● **JOB**
Identify every line in the items below that contains the word "walkway", and copy each of those lines in full.

● **PROVIDED INFORMATION**
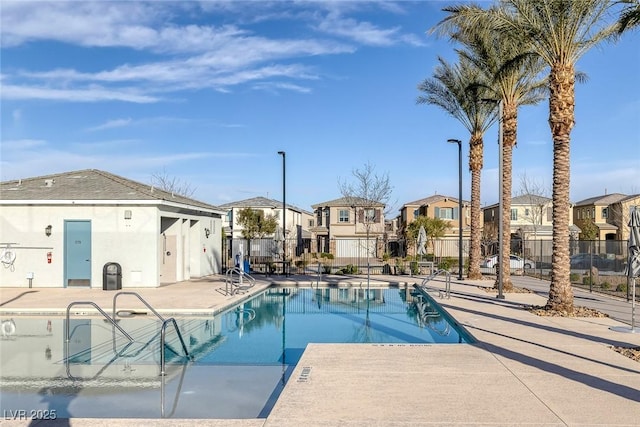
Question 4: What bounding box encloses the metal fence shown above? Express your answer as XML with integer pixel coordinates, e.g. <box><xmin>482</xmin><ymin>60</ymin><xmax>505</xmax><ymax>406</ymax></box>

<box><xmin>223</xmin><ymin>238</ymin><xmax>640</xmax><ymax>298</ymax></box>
--
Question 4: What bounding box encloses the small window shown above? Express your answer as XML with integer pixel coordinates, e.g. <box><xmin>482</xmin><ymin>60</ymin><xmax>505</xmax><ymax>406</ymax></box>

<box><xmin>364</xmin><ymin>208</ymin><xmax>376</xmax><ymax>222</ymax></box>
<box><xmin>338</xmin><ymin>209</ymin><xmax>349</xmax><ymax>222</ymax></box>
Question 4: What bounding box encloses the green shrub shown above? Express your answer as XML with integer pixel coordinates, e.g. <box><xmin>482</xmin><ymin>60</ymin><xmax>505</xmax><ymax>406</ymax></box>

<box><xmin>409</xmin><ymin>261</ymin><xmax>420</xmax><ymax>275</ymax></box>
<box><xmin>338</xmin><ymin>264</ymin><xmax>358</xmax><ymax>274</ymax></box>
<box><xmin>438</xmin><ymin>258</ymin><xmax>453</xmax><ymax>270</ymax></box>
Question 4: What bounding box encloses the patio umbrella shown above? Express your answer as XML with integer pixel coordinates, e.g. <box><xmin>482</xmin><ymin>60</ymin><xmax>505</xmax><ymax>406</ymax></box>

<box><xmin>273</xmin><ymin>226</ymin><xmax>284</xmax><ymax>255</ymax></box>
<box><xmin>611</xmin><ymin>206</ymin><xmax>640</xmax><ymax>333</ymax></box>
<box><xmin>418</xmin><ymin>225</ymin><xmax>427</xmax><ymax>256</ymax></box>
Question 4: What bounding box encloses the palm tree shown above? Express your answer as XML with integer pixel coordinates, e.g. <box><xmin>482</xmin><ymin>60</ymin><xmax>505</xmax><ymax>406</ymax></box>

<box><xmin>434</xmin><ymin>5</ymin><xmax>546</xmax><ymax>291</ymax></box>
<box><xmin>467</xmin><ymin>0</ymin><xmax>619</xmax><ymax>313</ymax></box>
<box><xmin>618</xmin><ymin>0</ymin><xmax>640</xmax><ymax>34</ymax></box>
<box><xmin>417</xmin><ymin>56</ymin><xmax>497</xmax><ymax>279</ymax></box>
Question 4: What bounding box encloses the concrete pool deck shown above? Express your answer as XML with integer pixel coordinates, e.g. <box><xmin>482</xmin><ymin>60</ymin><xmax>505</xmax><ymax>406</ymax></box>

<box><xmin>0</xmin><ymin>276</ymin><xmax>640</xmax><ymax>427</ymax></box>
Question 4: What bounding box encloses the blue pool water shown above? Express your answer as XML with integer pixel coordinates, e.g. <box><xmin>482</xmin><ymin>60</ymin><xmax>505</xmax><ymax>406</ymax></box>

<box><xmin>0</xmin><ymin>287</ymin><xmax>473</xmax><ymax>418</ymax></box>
--
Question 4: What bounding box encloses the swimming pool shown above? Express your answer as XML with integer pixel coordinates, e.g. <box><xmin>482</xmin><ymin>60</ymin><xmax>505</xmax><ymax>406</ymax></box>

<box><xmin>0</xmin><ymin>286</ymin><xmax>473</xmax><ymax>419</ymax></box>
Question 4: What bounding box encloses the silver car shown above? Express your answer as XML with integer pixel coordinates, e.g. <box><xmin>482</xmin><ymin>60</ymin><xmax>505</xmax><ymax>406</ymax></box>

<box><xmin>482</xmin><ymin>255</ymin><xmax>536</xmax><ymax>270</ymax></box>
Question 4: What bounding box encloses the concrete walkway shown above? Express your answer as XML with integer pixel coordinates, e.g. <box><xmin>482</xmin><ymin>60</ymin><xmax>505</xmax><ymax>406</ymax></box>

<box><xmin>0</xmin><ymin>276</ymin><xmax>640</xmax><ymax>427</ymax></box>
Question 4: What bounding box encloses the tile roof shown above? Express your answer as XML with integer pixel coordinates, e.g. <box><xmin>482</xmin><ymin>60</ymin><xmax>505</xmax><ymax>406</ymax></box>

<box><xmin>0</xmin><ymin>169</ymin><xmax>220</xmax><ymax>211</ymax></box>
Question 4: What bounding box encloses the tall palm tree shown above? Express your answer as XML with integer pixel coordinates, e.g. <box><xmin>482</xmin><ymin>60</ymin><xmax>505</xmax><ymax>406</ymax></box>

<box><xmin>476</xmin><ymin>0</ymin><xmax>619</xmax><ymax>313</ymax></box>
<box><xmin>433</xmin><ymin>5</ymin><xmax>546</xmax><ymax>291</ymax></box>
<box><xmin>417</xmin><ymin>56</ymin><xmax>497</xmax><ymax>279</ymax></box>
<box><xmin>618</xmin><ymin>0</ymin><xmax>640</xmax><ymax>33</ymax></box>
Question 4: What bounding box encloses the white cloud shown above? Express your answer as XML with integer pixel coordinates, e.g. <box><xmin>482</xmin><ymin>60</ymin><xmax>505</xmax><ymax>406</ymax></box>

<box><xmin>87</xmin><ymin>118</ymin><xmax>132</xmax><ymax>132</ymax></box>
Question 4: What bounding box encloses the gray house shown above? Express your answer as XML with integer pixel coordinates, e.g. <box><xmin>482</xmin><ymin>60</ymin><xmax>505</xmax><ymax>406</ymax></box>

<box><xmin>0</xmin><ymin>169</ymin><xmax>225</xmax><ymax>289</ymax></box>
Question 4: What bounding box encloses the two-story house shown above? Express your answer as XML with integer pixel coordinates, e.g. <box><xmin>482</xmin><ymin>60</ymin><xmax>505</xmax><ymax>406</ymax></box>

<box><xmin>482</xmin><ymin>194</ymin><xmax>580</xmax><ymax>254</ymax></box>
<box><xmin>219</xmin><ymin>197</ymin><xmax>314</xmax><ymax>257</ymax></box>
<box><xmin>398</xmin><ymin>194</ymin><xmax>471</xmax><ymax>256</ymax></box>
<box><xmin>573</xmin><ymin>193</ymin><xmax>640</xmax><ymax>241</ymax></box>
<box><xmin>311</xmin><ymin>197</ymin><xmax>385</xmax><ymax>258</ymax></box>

● **REPLY TO THE TASK**
Question 4: What bounding box encloses the concrete walkway shown above? Express your answer as XML with integer pixel coordinates, e.g. <box><xmin>482</xmin><ymin>60</ymin><xmax>505</xmax><ymax>406</ymax></box>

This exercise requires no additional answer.